■ Extrait choisi:
────────────────────

Cette concentration a eu raison de ce qui pouvait rester de diversité éditoriale dans la presse régionale ; elle a imposé un style qui se veut consensuel, privilégiant l’information de proximité, centrée sur la vie sociale locale et les faits divers. Au sein de la Socpresse, La Voix du Nord et Nord Eclair ont développé des " synergies " assez inédites : Nord Eclair, qui a vu ses moyens rédactionnels sensiblement réduits, puise désormais largement dans une banque de données d’articles parus dans La Voix du Nord pour remplir ses propres pages. Du côté du groupe Le Monde, Le Midi Libre et L’Indépendant ont mutualisé leurs moyens dans l’Aude avec un siège unique et le même réseau de correspondants. L’éditorial de Midi Libre est quant à lui rédigé depuis... Paris. Mais l’exemple le plus flagrant de l’effet néfaste de la concentration sur le pluralisme reste celui du journal La Provence : pour donner naissance à ce titre, HFM a fusionné deux titres existants, Le Provençal, l’ancien journal de Gaston Deferre, de sensibilité socialiste, avec Le Méridional, quant à lui marqué très à droite !
Vers un oligopole
Ce phénomène serait moins inquiétant s’il ne concernait que la presse écrite. Cette dernière n’est plus en effet depuis longtemps la principale source d’information de la population. Selon la dernière enquête réalisée par l’Insee sur les pratiques culturelles2, 70 % des Français n’avaient lu, en 2002, aucun quotidien national au cours des douze derniers mois, 46 % aucun magazine d’information générale et 36 % aucun quotidien régional. Tandis que 88 % de la population avait regardé la télévision au moins une fois par jour ! Or, la tendance est aujourd’hui à la constitution de grands groupes présents à la fois dans la presse écrite, payante comme gratuite, la radio, la télévision, voire l’édition.

────────────────────

■ Données présentées:
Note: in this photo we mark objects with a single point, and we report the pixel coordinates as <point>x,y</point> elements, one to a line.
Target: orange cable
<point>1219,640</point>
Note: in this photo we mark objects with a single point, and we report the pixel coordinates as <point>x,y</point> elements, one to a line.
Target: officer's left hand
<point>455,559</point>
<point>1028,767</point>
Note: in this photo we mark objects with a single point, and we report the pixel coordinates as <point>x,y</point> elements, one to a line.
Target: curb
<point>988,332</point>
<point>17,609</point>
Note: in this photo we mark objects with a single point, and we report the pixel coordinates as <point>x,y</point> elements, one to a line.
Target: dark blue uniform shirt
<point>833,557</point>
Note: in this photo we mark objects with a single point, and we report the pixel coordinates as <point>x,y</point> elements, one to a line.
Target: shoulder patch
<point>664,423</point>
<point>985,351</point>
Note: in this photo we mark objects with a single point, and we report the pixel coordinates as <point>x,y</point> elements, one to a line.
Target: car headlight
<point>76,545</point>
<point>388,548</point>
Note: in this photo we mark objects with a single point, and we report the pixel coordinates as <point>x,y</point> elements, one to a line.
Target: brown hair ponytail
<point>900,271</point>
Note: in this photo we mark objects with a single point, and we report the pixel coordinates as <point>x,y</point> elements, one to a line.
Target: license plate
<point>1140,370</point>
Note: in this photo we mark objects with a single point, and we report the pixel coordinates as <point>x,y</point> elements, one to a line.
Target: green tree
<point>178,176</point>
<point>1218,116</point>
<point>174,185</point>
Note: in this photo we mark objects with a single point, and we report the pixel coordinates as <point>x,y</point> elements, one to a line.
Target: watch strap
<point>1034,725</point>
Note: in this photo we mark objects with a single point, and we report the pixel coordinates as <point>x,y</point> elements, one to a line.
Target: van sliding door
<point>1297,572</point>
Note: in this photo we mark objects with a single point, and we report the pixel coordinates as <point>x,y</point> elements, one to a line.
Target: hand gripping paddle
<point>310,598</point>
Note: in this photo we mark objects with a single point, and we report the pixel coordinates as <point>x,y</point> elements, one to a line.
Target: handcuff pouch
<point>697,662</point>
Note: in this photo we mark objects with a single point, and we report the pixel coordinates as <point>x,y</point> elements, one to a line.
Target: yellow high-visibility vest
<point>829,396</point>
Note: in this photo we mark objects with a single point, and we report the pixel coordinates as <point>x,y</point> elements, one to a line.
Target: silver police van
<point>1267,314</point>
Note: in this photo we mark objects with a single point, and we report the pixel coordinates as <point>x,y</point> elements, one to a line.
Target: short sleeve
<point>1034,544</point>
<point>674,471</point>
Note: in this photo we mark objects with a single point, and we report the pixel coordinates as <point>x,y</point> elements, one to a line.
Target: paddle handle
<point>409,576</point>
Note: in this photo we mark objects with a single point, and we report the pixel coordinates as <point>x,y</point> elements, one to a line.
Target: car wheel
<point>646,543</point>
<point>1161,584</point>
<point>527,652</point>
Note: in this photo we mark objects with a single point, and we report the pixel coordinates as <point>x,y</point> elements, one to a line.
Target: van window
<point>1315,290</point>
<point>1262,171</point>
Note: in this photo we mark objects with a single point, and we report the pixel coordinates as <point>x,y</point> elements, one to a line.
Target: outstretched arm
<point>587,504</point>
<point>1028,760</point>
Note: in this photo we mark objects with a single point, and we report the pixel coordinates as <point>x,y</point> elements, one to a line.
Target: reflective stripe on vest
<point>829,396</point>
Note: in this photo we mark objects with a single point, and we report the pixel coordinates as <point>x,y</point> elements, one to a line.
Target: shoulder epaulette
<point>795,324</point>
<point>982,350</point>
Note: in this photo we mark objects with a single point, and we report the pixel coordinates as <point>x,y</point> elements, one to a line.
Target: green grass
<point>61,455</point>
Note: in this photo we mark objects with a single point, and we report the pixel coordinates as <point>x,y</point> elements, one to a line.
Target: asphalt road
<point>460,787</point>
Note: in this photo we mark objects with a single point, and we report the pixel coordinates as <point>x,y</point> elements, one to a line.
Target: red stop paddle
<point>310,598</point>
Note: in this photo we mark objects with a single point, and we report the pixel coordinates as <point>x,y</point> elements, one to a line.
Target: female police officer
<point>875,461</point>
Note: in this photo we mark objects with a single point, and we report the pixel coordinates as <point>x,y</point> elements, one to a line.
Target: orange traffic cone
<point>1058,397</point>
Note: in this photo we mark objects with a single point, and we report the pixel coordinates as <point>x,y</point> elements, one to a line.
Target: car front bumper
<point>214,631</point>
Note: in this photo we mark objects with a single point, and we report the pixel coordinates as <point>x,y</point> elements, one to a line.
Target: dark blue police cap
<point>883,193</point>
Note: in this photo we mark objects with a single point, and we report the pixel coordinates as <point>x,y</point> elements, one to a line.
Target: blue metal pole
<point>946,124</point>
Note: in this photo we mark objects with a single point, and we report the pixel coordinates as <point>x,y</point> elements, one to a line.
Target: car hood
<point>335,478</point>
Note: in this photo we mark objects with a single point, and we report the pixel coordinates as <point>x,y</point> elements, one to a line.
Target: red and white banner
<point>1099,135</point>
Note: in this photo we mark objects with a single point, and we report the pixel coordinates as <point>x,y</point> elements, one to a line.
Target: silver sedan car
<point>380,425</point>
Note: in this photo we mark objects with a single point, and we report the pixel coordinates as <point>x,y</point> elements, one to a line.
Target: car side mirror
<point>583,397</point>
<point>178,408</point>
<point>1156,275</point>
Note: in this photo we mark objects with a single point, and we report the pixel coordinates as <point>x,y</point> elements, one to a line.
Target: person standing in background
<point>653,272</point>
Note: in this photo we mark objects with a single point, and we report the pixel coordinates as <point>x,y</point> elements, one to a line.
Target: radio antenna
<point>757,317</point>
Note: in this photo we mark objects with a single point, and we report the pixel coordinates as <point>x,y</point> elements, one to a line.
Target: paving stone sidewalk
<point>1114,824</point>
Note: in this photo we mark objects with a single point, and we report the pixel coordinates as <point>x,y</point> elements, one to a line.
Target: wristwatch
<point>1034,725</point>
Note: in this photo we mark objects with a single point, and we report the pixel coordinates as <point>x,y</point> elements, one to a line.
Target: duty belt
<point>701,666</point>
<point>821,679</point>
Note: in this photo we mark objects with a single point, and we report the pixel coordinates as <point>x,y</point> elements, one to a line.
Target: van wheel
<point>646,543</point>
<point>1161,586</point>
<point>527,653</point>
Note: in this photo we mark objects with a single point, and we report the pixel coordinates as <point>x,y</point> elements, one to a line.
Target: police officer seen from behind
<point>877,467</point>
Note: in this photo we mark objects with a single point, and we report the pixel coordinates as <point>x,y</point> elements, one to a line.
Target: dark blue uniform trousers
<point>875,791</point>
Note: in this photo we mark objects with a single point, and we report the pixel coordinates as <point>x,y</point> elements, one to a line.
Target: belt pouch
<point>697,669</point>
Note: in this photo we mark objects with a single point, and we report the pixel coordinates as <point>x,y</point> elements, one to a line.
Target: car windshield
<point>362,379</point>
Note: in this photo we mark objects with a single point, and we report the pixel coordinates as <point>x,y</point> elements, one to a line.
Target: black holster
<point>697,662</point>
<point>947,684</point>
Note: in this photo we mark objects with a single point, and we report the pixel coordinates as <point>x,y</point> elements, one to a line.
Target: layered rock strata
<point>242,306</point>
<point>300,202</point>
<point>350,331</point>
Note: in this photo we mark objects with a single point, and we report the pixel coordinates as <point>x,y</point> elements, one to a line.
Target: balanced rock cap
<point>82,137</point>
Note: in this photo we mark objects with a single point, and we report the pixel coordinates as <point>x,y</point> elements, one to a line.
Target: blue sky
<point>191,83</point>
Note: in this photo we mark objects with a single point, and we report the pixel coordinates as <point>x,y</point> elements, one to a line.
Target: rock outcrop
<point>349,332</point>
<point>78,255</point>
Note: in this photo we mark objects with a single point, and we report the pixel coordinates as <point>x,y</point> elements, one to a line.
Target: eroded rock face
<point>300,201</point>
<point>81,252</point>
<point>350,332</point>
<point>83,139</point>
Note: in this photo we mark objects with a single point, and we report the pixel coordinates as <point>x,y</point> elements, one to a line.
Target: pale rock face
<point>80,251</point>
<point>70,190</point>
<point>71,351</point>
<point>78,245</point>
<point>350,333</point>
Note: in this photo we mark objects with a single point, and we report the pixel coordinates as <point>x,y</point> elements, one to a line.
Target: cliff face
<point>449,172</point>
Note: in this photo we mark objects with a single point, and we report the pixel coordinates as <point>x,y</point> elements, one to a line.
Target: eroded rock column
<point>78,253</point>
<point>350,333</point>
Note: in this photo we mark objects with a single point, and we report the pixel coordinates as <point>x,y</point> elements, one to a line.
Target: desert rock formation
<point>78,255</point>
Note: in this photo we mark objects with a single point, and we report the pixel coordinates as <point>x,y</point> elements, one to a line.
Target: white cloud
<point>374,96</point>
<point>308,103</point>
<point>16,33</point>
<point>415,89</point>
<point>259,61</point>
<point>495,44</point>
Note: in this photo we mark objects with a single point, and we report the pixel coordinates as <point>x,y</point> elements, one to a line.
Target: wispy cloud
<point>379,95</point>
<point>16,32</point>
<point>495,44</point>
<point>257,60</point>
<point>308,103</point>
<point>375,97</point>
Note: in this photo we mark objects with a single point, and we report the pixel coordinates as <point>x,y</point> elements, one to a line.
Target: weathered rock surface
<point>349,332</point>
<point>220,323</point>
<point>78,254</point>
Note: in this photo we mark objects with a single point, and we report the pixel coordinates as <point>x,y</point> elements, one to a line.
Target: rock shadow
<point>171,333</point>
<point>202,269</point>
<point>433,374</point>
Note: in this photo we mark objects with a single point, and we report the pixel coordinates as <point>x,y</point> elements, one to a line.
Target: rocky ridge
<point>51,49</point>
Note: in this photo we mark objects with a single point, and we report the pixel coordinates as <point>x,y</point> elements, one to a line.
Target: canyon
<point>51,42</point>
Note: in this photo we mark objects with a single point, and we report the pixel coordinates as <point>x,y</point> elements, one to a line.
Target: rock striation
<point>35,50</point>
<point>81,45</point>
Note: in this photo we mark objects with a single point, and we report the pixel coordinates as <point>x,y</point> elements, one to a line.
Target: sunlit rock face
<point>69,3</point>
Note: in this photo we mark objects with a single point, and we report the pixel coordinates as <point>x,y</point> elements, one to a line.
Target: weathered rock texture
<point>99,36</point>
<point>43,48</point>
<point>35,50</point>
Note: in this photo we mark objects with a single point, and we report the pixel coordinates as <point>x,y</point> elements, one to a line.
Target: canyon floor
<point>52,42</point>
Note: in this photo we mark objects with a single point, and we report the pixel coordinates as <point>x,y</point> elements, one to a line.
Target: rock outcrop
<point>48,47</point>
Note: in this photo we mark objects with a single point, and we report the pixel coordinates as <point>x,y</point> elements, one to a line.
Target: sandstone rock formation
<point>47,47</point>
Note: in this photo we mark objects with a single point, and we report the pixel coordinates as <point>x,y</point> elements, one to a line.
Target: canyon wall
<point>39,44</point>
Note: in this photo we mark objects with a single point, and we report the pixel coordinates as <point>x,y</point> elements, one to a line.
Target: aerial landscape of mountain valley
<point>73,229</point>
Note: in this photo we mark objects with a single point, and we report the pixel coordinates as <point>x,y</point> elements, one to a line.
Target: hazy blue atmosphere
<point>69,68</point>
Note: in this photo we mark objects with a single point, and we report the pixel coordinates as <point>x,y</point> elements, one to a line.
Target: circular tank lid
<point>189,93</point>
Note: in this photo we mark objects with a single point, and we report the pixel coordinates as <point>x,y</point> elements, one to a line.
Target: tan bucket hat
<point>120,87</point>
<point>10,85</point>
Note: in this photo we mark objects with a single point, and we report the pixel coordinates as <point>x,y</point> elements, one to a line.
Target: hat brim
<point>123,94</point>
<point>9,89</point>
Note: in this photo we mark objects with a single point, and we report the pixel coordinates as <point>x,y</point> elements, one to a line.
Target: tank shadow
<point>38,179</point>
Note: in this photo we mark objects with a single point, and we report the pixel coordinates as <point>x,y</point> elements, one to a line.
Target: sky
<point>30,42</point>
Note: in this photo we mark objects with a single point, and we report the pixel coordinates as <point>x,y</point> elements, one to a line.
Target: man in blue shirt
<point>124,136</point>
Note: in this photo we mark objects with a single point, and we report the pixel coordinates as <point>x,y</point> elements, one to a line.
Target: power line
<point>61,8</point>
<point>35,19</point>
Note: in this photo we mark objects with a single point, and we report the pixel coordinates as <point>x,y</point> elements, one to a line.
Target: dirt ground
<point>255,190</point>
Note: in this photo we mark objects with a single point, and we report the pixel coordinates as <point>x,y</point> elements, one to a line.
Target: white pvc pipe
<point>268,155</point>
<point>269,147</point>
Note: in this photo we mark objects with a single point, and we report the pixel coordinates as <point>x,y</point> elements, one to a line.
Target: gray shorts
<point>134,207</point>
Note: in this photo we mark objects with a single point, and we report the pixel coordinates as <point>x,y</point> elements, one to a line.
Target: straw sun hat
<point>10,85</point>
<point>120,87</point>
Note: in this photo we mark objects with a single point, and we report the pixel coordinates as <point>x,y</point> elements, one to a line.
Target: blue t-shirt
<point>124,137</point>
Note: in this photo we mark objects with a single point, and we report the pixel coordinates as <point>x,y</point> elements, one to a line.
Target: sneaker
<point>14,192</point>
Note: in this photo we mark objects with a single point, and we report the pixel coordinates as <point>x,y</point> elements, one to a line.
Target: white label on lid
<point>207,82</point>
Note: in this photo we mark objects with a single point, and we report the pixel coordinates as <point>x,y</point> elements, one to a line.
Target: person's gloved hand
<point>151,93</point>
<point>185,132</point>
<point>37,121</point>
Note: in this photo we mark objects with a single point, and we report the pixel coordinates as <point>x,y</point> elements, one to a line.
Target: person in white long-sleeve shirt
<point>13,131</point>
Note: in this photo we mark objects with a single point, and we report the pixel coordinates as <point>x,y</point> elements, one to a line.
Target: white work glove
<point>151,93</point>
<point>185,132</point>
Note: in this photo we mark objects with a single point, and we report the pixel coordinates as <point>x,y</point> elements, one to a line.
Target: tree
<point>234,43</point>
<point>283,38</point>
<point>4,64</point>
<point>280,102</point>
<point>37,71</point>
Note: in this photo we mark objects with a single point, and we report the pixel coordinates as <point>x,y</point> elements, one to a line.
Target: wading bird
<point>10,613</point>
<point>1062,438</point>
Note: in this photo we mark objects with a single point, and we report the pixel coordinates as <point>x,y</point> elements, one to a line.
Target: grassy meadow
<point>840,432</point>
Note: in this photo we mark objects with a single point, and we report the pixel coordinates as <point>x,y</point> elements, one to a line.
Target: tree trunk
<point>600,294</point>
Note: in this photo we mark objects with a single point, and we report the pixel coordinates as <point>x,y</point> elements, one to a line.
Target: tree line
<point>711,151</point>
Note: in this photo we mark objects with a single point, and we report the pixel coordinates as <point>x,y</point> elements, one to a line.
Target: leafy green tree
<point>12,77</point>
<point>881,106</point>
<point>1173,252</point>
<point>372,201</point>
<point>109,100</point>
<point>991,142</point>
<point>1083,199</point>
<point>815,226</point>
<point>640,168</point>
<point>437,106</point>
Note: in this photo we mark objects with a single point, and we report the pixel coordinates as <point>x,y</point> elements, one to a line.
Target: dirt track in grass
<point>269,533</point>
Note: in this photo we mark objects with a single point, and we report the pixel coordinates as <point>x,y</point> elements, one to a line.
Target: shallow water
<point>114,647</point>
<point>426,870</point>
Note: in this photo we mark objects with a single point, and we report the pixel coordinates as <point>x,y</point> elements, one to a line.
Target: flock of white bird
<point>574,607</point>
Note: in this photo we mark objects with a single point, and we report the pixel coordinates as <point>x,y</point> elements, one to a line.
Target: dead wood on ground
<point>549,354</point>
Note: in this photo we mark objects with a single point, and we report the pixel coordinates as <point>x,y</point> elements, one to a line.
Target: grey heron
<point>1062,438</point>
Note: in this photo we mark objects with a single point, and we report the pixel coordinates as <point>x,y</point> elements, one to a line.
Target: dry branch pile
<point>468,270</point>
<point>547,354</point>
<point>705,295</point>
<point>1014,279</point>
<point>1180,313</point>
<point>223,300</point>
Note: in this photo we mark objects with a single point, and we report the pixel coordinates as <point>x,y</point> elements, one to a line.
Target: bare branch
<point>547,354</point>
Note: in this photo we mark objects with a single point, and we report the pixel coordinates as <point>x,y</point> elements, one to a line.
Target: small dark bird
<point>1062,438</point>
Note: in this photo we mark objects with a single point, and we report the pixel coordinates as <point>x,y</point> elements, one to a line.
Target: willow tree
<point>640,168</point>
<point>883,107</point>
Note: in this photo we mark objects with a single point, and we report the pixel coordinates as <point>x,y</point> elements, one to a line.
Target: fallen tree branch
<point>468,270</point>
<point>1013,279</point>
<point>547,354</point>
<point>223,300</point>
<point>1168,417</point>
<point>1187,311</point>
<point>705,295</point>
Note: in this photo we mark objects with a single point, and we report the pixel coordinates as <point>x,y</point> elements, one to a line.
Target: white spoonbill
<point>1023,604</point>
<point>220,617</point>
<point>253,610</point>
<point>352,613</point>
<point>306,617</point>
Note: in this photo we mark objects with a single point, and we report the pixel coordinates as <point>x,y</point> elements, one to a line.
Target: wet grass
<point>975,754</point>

────────────────────

■ Consignes:
(1) Selon l'extrait sur la concentration de la presse, d'où l'éditorial de Midi Libre est-il rédigé ?
(2) Poursuivez l'extrait sur la concentration de la presse à partir de sa dernière phrase.
Ces données proviennent d'une autre source.

■ Réponses dans l'ordre:
(1) Il est rédigé depuis Paris.

(2)
Le groupe Lagardère en est la forme la plus poussée : numéro 1 de la presse magazine dans le monde avec 245 titres, dont 189 à l’international, il est présent au capital du groupe Amaury (L’Equipe, Le Parisien...), et bientôt à celui du Monde. Il est également un acteur de la presse gratuite (réseau Ville Plus) et il revendique le titre de " leader mondial de la distribution de presse ", grâce notamment à sa position d’opérateur des Nouvelles messageries de la presse parisienne (NMPP). Tout en étant le numéro un de l’édition en France et en possédant l’un des plus importants réseaux de magasins de produits culturels (Relay, Virgin). Ainsi que plusieurs radios bien installées (Europe 1, Europe 2, RFM...), neuf chaînes thématiques sur le câble et le satellite (MCM, Canal J...) et 17 sociétés de production audiovisuelle, à l’origine de nombreux programmes à succès comme Julie Lescaut ou Joséphine ange gardien : 30 des 100 meilleures audiences de télé de 2003 ont ainsi été réalisées par des programmes signés Lagardère. Et le groupe ne devrait pas s’arrêter en si bon chemin puisqu’il est souvent cité comme étant un candidat très sérieux au rachat de Canal +.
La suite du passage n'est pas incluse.